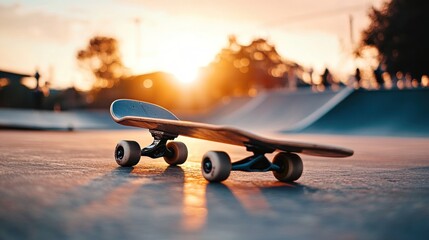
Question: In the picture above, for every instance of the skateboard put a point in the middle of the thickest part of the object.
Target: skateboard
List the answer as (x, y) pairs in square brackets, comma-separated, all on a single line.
[(216, 166)]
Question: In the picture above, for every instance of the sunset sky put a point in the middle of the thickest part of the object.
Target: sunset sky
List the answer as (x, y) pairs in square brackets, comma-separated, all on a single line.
[(174, 36)]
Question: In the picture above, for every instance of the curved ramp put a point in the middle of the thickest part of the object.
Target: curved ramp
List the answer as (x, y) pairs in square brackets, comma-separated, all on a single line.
[(384, 112), (283, 110), (49, 120)]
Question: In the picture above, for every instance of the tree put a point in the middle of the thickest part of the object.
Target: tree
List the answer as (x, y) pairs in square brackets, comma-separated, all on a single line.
[(398, 30), (243, 69), (102, 58)]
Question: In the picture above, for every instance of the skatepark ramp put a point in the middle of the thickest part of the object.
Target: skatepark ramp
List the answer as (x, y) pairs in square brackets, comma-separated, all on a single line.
[(49, 120), (384, 112), (280, 110)]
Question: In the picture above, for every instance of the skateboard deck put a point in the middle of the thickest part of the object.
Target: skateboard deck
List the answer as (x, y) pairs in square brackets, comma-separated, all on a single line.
[(155, 118)]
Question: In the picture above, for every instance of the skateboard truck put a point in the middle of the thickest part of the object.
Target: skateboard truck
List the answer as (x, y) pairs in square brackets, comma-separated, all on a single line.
[(158, 148), (257, 162)]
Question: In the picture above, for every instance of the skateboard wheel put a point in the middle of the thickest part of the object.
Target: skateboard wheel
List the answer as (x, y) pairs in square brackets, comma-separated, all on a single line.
[(291, 167), (216, 166), (127, 153), (180, 153)]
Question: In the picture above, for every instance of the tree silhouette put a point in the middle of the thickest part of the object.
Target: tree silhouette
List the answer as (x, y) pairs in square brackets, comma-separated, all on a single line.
[(241, 69), (398, 30), (102, 58)]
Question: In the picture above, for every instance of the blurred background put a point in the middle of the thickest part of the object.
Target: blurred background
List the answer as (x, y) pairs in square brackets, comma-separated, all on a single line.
[(203, 59)]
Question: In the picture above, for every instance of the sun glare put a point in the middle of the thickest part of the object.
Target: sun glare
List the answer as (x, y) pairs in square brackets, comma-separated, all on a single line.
[(185, 74)]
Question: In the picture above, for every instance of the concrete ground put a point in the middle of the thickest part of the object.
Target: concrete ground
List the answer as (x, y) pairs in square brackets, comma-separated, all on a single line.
[(66, 185)]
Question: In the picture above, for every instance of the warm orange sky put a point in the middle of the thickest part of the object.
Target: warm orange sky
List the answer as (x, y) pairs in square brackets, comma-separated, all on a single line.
[(175, 36)]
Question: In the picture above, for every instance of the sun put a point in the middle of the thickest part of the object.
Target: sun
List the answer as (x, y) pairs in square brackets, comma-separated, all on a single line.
[(185, 74)]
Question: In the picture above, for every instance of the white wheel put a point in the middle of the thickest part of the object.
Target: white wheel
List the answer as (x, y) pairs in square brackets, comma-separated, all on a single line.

WHAT IS REQUIRED: Every line in the data above that contains the word "deck" should be copied.

RESPONSE BELOW:
Question: In the picture above, for every instance of the skateboard deck put a point in the middle of the thickest part of the object.
Target: skateboard deck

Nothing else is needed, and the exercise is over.